- _PASSAGE PROVIDED_:
____

Title: Re: Ethernet link aggregation and Lights Out
management?
I appreciate your advice that Apple have acknowledged this as an
issue, but my question becomes "where?"
Where does Apple say that this is broken, because I see no
knowledgebase article on the subject, only the speculation of users on
forums like this.
-Nathan.
At 7:40 PM -0700 13/3/07, Jeff Bernstein wrote:
The official word
from Apple is that on an Xeon Xserve, LOM and Link Aggregation do not
work. Their recommendation is to add a third-party Ethernet card, most
likely from Small Tree, as a workaround. Interestingly, a fix was not
mentioned in the 10.4.9 release notes.
Jeff
on 3/12/07 6:41 PM, Nathan Zamprogno at email@hidden
wrote:
At 10:39 PM +1100 1/6/07, Nathan
Zamprogno wrote:
I will shortly be installing a new
Intel XServe, and I would like to do link aggregation (802.3ad) on
both the Ethernet interfaces.
Does anyone know if this has any implications for the Lights Out
management feature of these new XServes? The LOM documentation makes
mention of both eth0 and eth1 being assigned additional static IP
addresses not related to the "main" IP address of the
server, so does LOM just pick up the fact that the interfaces are
bonded and run with it? Keep in mind that the switch that these two
interfaces will be plugged into will also need to be set to 802.3ad
mode, so there will be no ability to address the XServe except through
the bonded interface.
Hope someone can shed some light. Thanks.

____

- _PROVIDED RECORDS_:

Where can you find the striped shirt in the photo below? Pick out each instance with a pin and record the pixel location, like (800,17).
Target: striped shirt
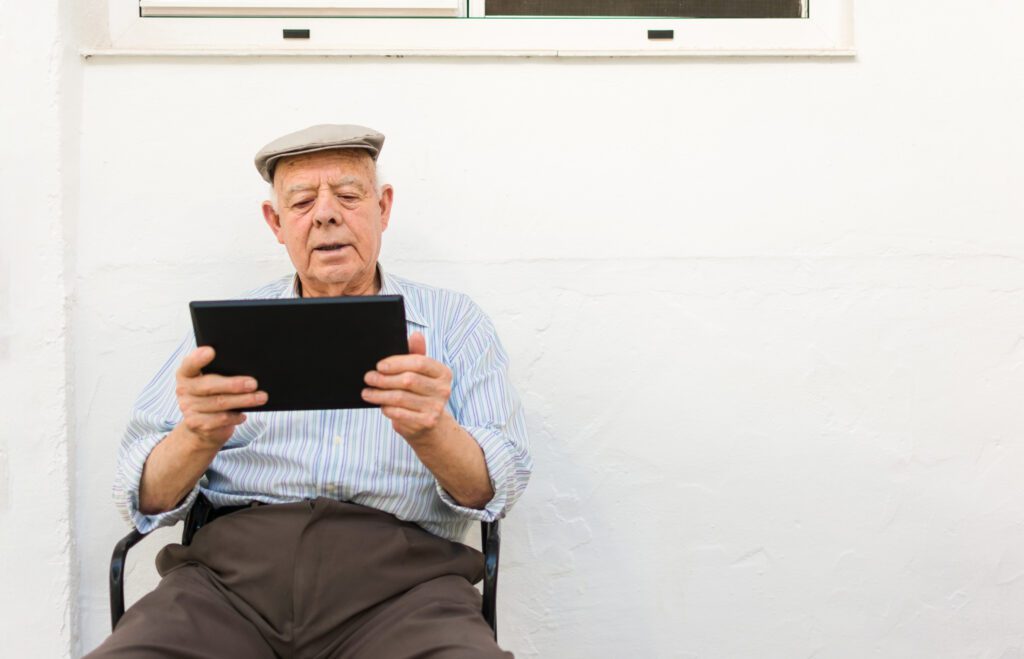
(351,454)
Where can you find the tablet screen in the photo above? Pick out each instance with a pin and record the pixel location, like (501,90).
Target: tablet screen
(307,353)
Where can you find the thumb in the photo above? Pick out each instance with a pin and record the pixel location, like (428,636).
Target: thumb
(417,344)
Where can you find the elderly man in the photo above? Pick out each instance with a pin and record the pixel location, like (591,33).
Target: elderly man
(336,532)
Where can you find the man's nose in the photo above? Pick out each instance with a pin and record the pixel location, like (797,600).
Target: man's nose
(327,211)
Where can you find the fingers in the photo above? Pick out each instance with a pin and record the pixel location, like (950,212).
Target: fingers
(211,385)
(412,382)
(223,402)
(417,344)
(398,398)
(193,364)
(418,363)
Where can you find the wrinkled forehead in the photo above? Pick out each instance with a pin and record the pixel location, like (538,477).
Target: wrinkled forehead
(350,165)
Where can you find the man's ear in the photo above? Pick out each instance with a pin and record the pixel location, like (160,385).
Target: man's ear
(272,220)
(386,200)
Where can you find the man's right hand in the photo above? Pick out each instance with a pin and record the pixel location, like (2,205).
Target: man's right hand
(208,402)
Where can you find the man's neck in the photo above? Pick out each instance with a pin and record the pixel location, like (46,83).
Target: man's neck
(305,291)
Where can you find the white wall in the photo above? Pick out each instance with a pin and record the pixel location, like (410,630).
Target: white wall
(39,100)
(766,315)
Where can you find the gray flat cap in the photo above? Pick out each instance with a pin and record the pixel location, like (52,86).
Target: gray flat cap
(317,138)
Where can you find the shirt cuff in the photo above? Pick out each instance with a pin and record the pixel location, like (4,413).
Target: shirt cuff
(501,469)
(131,478)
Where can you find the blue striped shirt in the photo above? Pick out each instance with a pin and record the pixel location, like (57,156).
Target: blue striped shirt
(351,454)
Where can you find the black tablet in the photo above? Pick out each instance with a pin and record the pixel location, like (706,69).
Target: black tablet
(306,353)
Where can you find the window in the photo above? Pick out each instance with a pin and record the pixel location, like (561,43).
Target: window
(457,28)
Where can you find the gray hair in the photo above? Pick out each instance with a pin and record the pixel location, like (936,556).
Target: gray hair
(379,183)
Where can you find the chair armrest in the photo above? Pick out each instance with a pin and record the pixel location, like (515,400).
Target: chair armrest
(118,574)
(491,541)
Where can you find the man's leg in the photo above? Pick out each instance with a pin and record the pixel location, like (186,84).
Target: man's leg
(439,619)
(185,617)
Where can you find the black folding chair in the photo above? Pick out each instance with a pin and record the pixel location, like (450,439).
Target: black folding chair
(491,541)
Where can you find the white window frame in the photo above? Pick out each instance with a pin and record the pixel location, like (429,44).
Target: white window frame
(827,33)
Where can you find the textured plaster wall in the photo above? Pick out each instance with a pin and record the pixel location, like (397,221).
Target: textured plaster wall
(766,316)
(39,105)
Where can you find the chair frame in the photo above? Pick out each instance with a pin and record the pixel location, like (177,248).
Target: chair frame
(491,542)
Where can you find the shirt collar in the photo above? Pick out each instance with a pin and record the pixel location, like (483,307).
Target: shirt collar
(389,286)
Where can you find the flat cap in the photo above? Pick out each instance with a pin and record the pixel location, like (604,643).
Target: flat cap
(317,138)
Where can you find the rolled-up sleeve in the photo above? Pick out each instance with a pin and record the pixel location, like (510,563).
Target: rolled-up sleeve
(153,416)
(485,404)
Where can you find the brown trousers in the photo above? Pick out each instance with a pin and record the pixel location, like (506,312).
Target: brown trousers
(316,579)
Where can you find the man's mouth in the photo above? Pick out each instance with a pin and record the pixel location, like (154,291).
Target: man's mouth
(332,247)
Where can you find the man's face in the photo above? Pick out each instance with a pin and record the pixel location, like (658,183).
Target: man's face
(330,218)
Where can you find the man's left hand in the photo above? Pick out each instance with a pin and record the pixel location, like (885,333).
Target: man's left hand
(412,391)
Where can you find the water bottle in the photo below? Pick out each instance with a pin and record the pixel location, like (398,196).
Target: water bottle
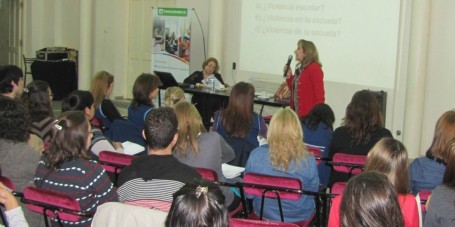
(212,82)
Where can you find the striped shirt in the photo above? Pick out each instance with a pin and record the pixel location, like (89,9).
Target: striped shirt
(151,180)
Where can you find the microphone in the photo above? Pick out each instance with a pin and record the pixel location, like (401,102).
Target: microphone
(287,65)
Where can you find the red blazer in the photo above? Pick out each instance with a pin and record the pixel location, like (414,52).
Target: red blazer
(310,89)
(408,205)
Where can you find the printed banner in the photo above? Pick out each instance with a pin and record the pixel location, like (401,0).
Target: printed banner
(171,41)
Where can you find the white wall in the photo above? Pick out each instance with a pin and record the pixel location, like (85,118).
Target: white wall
(56,23)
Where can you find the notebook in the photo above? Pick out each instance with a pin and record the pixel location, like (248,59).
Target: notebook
(168,80)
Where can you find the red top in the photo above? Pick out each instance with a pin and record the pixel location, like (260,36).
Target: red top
(310,89)
(408,205)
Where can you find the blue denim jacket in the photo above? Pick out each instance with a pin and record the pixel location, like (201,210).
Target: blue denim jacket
(305,171)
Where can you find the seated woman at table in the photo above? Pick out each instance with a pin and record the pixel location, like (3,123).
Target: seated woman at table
(83,101)
(239,118)
(206,105)
(173,95)
(198,148)
(101,89)
(145,89)
(285,155)
(390,157)
(37,97)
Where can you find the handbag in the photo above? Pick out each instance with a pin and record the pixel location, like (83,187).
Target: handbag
(283,93)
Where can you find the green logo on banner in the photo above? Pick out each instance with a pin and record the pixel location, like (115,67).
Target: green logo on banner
(176,12)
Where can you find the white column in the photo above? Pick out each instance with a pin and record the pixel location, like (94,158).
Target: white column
(215,37)
(85,45)
(417,73)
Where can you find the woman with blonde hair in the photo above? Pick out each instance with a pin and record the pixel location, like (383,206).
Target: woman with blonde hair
(307,83)
(363,127)
(285,155)
(198,148)
(427,172)
(101,89)
(390,157)
(173,95)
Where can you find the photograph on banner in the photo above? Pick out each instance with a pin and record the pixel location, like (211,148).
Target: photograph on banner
(171,41)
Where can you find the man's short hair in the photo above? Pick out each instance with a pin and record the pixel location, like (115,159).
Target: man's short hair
(161,125)
(9,73)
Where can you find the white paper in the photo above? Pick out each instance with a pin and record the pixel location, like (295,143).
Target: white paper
(230,171)
(132,148)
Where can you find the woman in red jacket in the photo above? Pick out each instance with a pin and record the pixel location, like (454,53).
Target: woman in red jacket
(306,85)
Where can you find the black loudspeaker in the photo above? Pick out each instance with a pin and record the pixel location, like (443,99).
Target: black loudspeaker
(381,96)
(57,53)
(61,76)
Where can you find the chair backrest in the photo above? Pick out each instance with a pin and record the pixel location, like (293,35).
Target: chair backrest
(242,149)
(317,153)
(52,204)
(348,163)
(236,222)
(7,182)
(424,194)
(208,174)
(254,185)
(114,162)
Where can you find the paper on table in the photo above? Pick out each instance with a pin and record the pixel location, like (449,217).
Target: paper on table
(132,148)
(230,171)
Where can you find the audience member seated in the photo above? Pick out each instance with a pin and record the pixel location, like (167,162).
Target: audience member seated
(369,199)
(206,105)
(363,126)
(239,118)
(65,169)
(13,212)
(145,89)
(151,180)
(18,160)
(318,129)
(198,204)
(198,148)
(441,205)
(285,155)
(389,157)
(37,97)
(427,172)
(173,95)
(11,81)
(101,89)
(83,101)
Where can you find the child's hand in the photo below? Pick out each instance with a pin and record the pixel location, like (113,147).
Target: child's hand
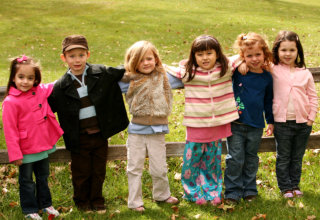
(269,130)
(243,69)
(309,123)
(17,162)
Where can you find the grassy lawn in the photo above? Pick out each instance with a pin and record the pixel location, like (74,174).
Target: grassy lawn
(37,28)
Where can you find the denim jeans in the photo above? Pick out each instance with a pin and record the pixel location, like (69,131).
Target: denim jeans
(291,140)
(34,195)
(242,161)
(88,168)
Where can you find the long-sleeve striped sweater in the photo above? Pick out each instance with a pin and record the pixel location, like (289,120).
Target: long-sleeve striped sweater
(209,98)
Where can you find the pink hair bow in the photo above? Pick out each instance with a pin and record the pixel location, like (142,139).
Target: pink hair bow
(23,58)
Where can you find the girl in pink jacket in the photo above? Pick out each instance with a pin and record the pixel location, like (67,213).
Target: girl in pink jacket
(295,105)
(31,131)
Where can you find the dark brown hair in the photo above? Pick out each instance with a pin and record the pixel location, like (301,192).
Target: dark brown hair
(288,36)
(203,43)
(14,67)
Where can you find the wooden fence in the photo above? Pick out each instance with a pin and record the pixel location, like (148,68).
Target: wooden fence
(174,149)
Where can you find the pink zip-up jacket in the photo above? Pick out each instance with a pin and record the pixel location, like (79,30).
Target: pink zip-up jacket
(28,122)
(303,91)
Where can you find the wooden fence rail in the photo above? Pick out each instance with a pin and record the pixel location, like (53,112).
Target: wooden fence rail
(174,149)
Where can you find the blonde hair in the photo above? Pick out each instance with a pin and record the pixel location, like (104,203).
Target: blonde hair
(135,54)
(245,41)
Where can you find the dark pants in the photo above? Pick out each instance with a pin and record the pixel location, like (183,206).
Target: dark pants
(34,195)
(242,161)
(291,140)
(88,169)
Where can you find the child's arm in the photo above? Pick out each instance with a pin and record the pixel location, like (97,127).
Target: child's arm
(177,72)
(116,72)
(243,69)
(313,99)
(234,62)
(270,129)
(175,83)
(11,131)
(268,108)
(17,162)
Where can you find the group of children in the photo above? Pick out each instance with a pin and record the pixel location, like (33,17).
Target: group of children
(224,98)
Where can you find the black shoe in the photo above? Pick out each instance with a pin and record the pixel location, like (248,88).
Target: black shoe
(231,201)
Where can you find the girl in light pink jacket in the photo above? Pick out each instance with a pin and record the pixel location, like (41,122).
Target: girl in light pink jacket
(295,106)
(31,132)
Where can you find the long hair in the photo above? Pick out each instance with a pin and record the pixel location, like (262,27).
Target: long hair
(245,41)
(288,36)
(135,54)
(16,64)
(203,43)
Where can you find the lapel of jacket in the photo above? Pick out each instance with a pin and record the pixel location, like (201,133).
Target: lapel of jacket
(69,89)
(92,78)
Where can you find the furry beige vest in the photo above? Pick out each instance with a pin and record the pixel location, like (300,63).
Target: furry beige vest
(149,98)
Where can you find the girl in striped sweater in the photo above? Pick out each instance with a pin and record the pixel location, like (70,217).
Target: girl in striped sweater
(209,109)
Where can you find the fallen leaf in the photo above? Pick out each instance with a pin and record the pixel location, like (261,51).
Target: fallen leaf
(13,204)
(4,190)
(301,206)
(177,176)
(259,216)
(290,203)
(175,208)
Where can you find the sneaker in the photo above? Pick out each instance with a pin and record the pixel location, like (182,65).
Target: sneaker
(201,201)
(139,209)
(33,216)
(51,211)
(230,201)
(288,194)
(216,201)
(250,198)
(297,193)
(172,200)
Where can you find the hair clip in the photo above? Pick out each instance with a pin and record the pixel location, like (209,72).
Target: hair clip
(23,58)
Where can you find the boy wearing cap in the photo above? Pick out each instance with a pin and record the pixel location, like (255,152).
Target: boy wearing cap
(90,108)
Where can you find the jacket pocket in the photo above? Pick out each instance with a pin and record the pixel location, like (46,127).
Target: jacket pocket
(275,109)
(23,134)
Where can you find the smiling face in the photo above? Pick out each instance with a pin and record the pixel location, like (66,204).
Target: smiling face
(25,77)
(206,59)
(254,58)
(288,53)
(147,63)
(76,60)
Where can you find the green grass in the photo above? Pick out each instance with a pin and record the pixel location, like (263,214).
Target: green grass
(37,28)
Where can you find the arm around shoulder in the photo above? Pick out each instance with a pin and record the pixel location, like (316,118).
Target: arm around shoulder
(116,72)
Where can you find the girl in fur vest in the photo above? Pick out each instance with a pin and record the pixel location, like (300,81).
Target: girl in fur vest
(149,98)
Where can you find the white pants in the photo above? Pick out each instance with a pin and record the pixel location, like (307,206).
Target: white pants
(137,147)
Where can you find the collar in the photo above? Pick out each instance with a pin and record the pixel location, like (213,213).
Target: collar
(16,92)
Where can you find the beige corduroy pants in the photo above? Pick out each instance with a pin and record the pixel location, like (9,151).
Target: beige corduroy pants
(138,145)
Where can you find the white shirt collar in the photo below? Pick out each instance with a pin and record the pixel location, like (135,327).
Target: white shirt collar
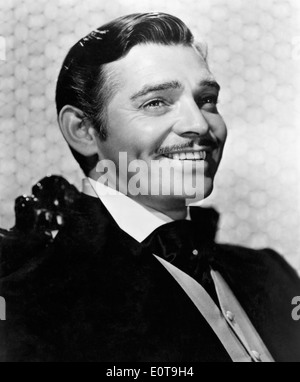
(135,219)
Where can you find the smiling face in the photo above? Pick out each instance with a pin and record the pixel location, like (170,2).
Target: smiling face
(165,110)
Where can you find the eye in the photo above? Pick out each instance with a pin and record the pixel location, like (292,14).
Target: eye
(154,104)
(208,103)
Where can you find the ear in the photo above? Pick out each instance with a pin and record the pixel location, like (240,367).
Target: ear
(77,130)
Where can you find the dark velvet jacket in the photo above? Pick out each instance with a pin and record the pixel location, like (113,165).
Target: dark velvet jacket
(95,295)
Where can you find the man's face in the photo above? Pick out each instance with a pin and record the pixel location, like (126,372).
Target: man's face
(165,110)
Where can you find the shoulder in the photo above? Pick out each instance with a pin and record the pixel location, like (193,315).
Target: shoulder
(260,272)
(256,259)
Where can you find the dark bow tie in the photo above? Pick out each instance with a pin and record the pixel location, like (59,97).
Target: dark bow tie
(188,244)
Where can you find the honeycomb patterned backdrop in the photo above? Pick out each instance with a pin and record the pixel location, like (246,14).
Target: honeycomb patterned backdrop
(254,52)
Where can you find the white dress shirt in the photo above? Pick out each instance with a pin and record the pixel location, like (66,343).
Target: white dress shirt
(230,323)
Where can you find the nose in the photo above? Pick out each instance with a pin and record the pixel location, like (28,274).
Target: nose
(191,121)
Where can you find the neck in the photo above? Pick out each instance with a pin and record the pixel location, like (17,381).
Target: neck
(176,210)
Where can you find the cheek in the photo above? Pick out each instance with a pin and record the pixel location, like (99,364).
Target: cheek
(218,127)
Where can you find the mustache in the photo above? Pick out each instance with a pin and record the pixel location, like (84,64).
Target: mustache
(207,142)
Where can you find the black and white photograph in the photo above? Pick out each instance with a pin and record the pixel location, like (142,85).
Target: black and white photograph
(150,183)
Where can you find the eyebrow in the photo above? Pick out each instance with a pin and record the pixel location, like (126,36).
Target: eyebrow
(169,86)
(155,88)
(210,83)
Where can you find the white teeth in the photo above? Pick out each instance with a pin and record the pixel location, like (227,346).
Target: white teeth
(190,156)
(196,155)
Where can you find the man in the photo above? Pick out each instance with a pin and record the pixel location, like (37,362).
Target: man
(135,275)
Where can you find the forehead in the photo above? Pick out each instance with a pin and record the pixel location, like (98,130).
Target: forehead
(153,63)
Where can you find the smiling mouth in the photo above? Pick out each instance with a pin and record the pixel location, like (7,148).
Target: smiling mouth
(188,155)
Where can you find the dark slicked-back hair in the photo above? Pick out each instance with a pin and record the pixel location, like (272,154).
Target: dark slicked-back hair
(82,81)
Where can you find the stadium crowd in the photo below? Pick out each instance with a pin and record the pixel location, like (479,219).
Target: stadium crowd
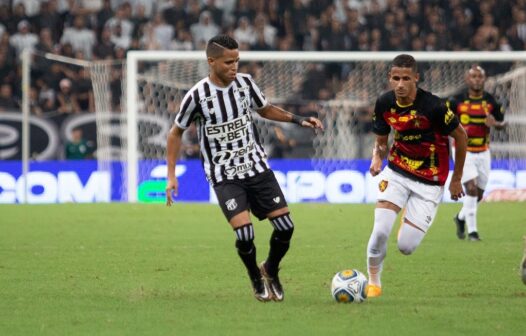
(106,29)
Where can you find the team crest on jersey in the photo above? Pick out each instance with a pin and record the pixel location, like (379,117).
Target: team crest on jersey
(449,117)
(245,102)
(382,185)
(239,169)
(231,204)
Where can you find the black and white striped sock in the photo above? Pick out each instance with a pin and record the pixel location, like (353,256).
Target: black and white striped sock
(246,249)
(279,241)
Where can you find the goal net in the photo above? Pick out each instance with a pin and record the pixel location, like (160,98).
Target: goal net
(339,88)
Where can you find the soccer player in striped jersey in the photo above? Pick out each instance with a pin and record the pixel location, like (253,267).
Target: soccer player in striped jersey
(235,163)
(418,163)
(478,111)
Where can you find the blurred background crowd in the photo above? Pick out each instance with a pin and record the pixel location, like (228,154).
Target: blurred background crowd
(107,29)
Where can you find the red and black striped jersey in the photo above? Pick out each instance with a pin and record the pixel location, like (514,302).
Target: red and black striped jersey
(472,113)
(420,149)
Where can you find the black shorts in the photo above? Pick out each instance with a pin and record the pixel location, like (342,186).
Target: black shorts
(260,194)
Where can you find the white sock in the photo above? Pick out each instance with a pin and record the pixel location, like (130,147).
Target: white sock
(409,238)
(470,212)
(377,247)
(462,213)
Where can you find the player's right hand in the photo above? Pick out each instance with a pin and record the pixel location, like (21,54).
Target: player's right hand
(376,166)
(172,186)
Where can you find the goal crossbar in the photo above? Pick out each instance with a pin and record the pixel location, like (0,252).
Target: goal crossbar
(134,57)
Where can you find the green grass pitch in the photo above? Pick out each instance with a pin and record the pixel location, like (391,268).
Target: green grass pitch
(120,269)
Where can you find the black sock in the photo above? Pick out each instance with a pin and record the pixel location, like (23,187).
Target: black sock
(279,242)
(247,250)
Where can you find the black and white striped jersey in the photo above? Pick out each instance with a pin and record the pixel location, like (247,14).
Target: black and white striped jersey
(230,145)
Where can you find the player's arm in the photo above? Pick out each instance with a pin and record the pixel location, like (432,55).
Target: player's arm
(382,129)
(173,147)
(275,113)
(379,154)
(496,118)
(461,142)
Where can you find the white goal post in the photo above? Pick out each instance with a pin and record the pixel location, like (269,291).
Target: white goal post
(447,68)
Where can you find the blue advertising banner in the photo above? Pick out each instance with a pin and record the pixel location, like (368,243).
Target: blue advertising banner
(332,181)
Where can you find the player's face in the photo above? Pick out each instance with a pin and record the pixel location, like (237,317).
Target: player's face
(225,67)
(403,82)
(475,79)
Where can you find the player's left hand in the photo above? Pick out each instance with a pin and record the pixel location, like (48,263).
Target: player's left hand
(456,190)
(312,123)
(172,186)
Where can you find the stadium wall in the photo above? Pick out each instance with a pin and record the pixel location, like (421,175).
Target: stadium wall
(348,182)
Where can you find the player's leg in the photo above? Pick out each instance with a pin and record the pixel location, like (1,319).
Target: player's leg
(469,208)
(279,245)
(469,177)
(233,201)
(420,211)
(267,201)
(392,196)
(475,191)
(384,217)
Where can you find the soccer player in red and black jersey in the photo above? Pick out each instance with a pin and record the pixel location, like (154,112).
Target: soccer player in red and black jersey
(477,111)
(418,163)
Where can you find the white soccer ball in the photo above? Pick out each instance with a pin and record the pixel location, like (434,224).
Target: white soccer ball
(349,286)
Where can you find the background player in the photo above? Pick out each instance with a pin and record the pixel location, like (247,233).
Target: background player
(477,111)
(234,160)
(418,163)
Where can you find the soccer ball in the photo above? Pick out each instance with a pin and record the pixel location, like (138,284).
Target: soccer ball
(349,286)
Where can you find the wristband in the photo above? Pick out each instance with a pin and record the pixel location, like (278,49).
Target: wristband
(297,119)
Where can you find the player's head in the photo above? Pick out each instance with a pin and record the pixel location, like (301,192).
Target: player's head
(223,58)
(403,77)
(475,78)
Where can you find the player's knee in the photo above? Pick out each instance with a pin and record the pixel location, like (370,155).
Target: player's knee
(406,247)
(283,227)
(244,247)
(380,237)
(471,189)
(245,238)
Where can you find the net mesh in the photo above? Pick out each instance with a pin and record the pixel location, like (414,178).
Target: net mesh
(341,94)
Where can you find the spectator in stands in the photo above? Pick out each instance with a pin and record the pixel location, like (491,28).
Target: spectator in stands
(158,35)
(204,30)
(121,27)
(175,13)
(7,101)
(183,41)
(24,38)
(244,33)
(104,15)
(34,104)
(84,91)
(50,18)
(32,7)
(80,37)
(7,69)
(105,47)
(77,147)
(67,99)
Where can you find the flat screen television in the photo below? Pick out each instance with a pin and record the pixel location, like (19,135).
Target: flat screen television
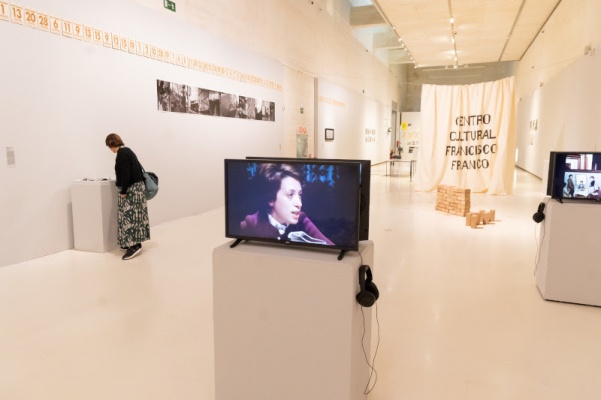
(574,175)
(364,182)
(312,203)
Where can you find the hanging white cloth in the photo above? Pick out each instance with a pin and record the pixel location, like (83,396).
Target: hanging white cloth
(467,137)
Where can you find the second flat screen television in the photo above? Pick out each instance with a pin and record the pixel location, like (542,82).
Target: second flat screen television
(574,175)
(307,203)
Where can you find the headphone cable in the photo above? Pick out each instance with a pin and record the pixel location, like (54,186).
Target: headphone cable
(373,373)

____

- _REQUIREMENTS_:
**A.** Answer these questions from the Xserve mailing-list thread:
(i) According to Jeff, what workaround did Apple recommend?
(ii) Which link aggregation standard did Nathan plan to use on the Ethernet interfaces?
(iii) Which release notes did not mention a fix?
**B.** Write the next part of the Xserve mailing-list thread, picking up after its final line.
None of the rows is required for the work that follows.

- _SOLVED TASKS_:
**A.**
(i) Adding a third-party Ethernet card, most likely from Small Tree.
(ii) 802.3ad.
(iii) The 10.4.9 release notes.

**B.**
I think the answer to your question is going to have more to do with
your switch than the XServe so you should be addressing this question
to the vendor of that switch rather than making us try and guess for
whomever that may be.
--
-dhan
------------------------------------------------------------------------
Dan Shoop
AIM: iWiring
No, I think the answer to this question goes beyond the make of switch
I plug it into. The Lights Out configuration screen in Server Monitor
lets you set the IP for LOM for each of the two physical ethernet
interfaces (listed as Port1 and Port2, but presumably == en0 and en1).
However, I have created an aggregated interface called bond1 and
enabled LACP (Link Aggregation) on the two ports of my switch (A
Procurve 6108) to double-barrel my server bandwidth.
I can see my Intel XServe by using 127.0.0.1 in Server Monitor
locally, but the XServe cannot be seen by SM at all at the
bond0 IP (in the 192.168.x.x range), nor at the "alternate"
IP set in the LOM setup page for Port1 or Port2. Sure, the switch uses
the standard LACP standard procedures to fall back to a single port in
the event of one interface failing, but Apple's implementation may be
fundamentally incompatible with LACP.
I believe LOM is broken for users using link aggregation. At the very
least, there is no word from Apple confirming or denying this issue,
or to supply any guidance.
--
Nathan Zamprogno,
IT Manager, Wycliffe Christian School.
Manager, Baliset Solutions consultancy
email@hidden Ph: (02) 47
536422 Mob: 0412 141 811
http://www.wycliffe.nsw.edu.au
>From cowardice that shuns new truth,
>From indolence, content with half truth,
>From arrogance that claims all truth,
Good Lord, deliver us.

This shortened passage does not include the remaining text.